## EXERCISE REQUIREMENTS
Copy exactly. Begin at the line containing "[(413, 91)]" and stop at the last line of the entries, omitting any pictures.

'''

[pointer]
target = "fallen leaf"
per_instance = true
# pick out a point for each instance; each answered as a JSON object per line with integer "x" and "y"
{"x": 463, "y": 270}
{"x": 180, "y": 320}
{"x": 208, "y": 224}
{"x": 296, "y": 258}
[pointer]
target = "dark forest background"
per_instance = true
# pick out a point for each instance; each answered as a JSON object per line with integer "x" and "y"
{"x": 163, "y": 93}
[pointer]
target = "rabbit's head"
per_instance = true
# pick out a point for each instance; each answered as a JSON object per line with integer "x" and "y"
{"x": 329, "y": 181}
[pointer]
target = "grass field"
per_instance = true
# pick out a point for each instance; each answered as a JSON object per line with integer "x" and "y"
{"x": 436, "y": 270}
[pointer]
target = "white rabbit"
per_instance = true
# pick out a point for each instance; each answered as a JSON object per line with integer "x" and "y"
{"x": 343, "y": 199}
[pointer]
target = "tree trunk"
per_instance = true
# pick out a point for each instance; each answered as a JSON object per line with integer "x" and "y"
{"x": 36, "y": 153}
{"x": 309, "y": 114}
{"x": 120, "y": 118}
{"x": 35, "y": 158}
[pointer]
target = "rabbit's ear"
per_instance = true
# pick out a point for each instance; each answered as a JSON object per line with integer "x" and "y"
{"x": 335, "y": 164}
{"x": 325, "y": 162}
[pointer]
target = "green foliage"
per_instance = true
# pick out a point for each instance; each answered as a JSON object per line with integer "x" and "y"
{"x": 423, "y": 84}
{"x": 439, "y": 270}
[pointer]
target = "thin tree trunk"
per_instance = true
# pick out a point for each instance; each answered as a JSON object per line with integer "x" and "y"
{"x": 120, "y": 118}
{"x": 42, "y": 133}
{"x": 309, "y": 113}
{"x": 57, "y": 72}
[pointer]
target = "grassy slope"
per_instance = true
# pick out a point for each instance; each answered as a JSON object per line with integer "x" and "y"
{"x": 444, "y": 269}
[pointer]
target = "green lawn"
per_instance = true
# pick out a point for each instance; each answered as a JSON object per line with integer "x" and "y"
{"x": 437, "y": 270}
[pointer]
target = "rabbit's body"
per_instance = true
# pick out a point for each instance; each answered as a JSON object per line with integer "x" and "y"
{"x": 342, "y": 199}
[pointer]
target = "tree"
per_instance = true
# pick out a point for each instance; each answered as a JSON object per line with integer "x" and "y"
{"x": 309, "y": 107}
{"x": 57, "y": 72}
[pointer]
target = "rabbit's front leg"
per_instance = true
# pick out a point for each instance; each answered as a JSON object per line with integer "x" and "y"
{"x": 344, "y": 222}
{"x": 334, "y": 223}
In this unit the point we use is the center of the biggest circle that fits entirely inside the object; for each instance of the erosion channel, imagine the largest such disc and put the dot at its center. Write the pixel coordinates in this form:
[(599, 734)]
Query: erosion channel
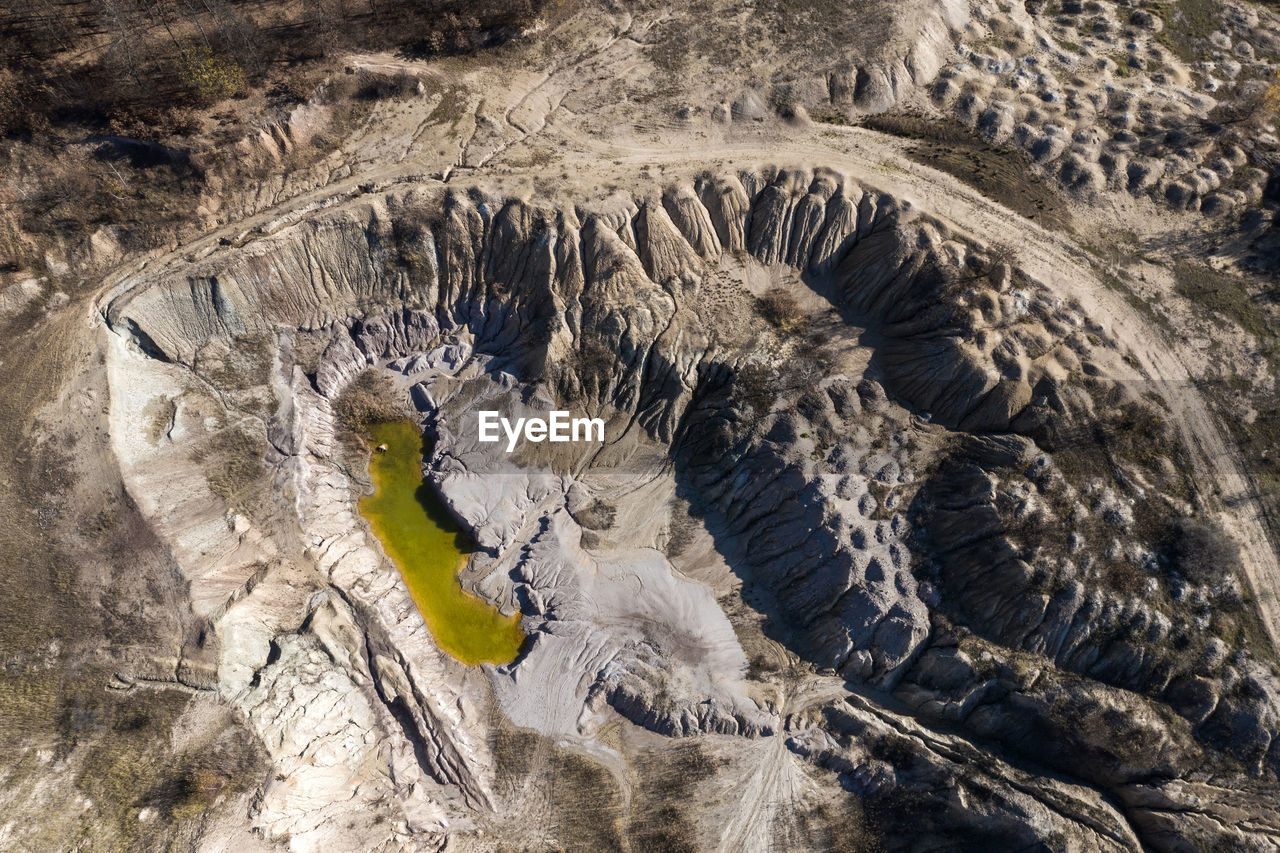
[(429, 548)]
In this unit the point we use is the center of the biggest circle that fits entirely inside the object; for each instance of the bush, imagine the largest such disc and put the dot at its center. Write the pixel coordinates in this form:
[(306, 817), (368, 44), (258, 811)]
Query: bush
[(370, 398), (209, 77), (1201, 552), (781, 310)]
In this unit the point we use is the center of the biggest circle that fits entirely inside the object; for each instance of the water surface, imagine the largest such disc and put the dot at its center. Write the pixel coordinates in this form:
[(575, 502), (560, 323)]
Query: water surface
[(429, 548)]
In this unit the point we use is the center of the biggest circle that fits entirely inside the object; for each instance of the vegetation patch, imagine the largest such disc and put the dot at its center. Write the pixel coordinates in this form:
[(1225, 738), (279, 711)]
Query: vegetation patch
[(1002, 176), (368, 400)]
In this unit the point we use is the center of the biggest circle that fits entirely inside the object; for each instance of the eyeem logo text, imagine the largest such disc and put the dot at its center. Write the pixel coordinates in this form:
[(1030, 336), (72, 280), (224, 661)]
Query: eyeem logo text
[(560, 428)]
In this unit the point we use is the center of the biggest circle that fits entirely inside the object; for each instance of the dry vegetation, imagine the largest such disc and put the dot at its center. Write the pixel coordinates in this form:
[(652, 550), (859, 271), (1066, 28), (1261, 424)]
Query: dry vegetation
[(117, 114), (1004, 176), (369, 400)]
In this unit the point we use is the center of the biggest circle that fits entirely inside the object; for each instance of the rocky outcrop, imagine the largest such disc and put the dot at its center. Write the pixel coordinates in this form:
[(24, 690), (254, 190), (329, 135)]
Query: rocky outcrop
[(800, 471)]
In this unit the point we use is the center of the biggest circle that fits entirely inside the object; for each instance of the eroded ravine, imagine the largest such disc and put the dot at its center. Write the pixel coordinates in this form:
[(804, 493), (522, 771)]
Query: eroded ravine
[(429, 548), (627, 308)]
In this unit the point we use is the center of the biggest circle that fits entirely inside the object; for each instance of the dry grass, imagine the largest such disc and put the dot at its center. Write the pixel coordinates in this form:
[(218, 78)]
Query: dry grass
[(1002, 176), (370, 398)]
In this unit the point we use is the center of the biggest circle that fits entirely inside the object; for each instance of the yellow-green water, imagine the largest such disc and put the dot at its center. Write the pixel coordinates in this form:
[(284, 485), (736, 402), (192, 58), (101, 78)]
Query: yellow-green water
[(429, 548)]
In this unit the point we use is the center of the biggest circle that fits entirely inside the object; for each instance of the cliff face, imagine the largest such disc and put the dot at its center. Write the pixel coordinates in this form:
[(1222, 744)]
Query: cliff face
[(799, 441)]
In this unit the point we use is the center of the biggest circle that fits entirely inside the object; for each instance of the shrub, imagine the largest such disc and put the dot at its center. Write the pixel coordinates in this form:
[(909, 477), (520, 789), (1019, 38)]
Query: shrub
[(781, 309), (1201, 552), (208, 77)]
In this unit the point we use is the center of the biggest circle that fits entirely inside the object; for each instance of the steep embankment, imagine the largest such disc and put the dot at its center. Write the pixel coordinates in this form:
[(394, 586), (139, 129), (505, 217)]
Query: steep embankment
[(629, 309)]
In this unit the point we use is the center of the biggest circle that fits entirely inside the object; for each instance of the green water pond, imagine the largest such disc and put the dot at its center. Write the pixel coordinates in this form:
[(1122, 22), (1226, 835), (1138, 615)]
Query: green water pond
[(429, 548)]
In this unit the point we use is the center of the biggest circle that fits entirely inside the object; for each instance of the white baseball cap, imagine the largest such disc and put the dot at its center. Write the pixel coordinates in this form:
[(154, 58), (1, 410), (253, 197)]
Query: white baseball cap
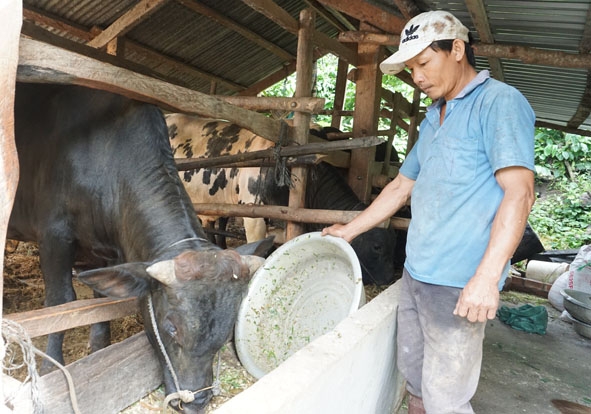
[(419, 33)]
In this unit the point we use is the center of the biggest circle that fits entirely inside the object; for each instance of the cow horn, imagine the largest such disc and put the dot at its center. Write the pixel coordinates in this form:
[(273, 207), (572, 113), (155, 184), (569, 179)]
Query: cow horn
[(163, 271), (253, 262)]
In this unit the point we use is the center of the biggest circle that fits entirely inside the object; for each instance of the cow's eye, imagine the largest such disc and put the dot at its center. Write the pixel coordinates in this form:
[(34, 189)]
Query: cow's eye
[(170, 329)]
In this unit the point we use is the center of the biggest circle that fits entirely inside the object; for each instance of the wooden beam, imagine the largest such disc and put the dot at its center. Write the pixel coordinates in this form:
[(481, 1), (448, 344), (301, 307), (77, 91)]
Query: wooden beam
[(10, 26), (530, 55), (106, 381), (231, 24), (73, 314), (301, 120), (408, 8), (301, 215), (534, 56), (367, 103), (272, 11), (584, 108), (275, 77), (62, 25), (128, 21), (366, 12), (56, 22), (480, 19), (39, 62), (339, 94), (339, 23), (157, 59), (285, 151)]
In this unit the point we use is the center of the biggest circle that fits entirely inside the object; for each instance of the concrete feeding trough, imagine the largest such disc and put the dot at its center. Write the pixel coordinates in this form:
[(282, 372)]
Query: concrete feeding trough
[(349, 370)]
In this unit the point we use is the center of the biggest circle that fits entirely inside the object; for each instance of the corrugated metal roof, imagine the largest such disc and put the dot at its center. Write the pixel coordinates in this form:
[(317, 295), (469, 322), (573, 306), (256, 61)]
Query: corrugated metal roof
[(554, 93), (192, 49)]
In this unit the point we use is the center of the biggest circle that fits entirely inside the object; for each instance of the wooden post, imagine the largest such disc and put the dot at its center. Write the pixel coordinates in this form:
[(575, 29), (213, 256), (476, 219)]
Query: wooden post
[(369, 82), (11, 17), (339, 95), (415, 120), (297, 195)]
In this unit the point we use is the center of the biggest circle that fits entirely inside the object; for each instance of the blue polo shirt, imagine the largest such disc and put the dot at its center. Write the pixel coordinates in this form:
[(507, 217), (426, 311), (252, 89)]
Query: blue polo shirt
[(488, 126)]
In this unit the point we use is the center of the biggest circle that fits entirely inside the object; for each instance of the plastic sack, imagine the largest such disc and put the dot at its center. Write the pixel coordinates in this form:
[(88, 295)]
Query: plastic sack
[(527, 318), (579, 274), (554, 296)]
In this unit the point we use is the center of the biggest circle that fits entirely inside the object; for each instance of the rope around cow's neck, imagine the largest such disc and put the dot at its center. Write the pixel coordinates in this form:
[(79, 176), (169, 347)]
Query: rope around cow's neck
[(185, 396)]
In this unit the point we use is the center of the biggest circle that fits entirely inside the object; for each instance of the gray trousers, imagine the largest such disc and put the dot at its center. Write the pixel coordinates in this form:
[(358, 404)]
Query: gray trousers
[(439, 354)]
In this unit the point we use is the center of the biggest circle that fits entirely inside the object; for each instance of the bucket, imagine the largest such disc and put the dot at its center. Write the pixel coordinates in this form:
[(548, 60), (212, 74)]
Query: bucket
[(302, 291), (546, 272)]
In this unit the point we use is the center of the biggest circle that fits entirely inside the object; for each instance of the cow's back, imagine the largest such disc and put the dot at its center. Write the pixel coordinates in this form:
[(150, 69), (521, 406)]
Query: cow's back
[(85, 157), (193, 137)]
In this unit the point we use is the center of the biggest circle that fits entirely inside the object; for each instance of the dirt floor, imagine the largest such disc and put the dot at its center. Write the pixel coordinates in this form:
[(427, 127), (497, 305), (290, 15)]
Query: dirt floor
[(24, 290), (521, 372)]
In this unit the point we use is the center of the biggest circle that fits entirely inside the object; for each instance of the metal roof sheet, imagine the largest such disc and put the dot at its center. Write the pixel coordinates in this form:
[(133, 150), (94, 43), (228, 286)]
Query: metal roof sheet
[(190, 43)]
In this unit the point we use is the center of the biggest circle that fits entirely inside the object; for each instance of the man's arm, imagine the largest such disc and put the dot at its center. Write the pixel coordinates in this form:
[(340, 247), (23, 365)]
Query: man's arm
[(389, 201), (479, 299)]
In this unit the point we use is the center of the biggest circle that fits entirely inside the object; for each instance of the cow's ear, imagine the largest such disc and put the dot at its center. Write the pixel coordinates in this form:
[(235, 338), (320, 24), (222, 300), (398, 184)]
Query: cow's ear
[(121, 281)]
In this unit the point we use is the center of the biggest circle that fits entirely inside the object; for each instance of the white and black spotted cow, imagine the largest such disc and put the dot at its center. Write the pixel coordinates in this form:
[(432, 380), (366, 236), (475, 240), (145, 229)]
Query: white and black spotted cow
[(194, 137), (99, 184)]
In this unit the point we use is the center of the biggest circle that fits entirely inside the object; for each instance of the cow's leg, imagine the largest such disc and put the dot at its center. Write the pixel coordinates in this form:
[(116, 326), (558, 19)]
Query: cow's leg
[(56, 257), (255, 229), (100, 333)]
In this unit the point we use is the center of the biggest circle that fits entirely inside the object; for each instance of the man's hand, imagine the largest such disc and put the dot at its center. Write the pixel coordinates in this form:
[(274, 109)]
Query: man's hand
[(337, 230), (478, 300)]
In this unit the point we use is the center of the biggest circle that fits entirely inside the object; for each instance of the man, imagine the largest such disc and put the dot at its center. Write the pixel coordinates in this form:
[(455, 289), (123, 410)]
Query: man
[(471, 180)]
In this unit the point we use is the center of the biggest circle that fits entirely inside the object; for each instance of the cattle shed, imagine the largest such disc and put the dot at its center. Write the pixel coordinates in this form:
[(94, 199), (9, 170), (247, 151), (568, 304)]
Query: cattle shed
[(213, 58)]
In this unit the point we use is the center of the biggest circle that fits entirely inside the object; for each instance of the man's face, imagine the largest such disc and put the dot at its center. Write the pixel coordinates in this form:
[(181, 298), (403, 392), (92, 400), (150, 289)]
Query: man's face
[(436, 73)]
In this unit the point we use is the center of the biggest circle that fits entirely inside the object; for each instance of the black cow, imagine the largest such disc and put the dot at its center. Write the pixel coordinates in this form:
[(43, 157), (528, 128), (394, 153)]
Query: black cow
[(98, 184), (327, 189), (195, 137)]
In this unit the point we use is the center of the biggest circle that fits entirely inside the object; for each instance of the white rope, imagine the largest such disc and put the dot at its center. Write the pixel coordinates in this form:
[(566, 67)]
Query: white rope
[(14, 333)]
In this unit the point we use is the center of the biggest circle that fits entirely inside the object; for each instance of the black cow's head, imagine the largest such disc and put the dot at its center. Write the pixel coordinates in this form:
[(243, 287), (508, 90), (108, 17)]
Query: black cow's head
[(375, 250), (195, 299)]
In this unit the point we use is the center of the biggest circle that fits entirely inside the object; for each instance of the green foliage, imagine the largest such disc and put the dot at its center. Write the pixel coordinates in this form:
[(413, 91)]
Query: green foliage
[(561, 218), (556, 151)]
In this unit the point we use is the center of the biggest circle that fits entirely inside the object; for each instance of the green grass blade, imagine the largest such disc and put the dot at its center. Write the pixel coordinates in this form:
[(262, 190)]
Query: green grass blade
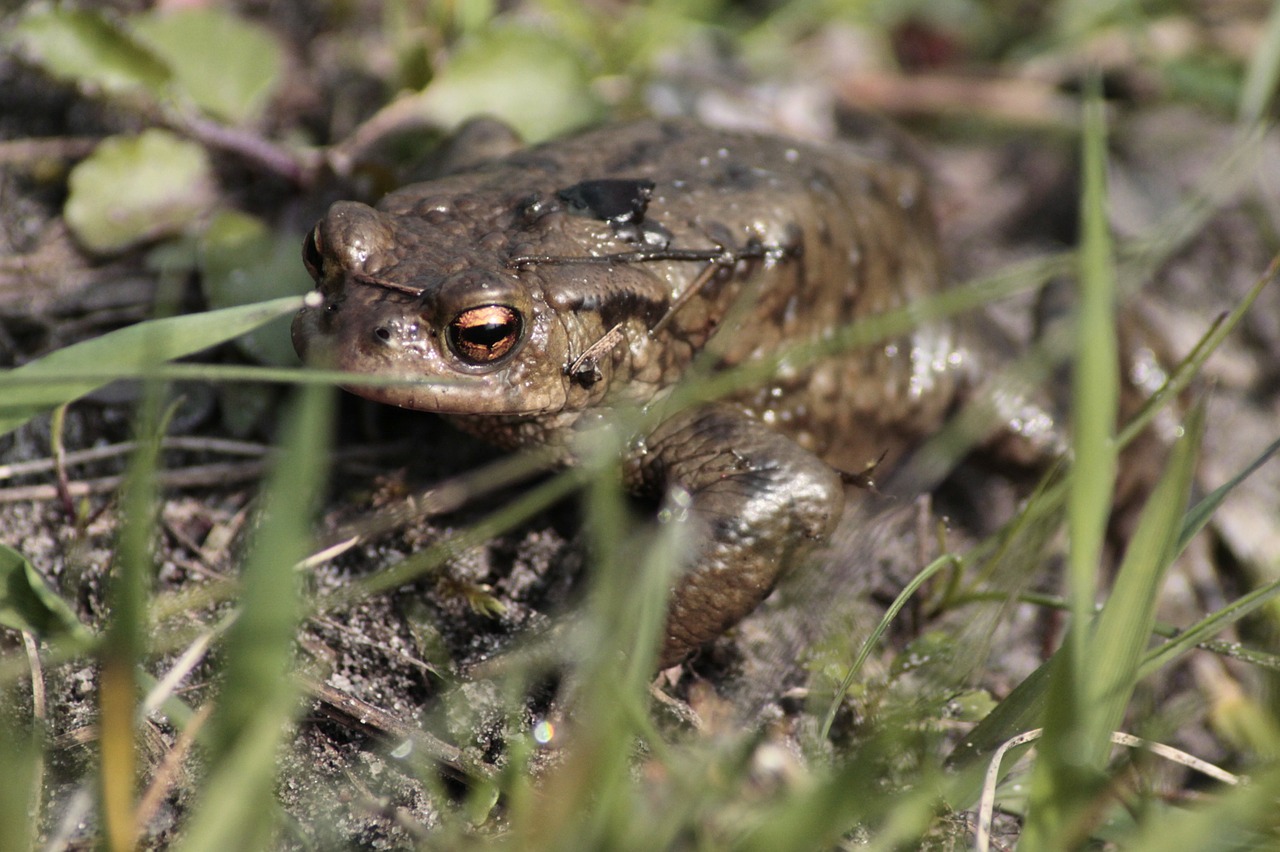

'''

## OUTPUT FOR THIS TASK
[(413, 91)]
Query: green foliage
[(561, 218), (556, 151)]
In this unit the point we use is the center of the biggest circle that fits entirely inside the object; for each instance of the green grass blade, imagine the largest such disc and put the dot at its center. Write the pixel coordinates in this form:
[(262, 190)]
Query: green grass blade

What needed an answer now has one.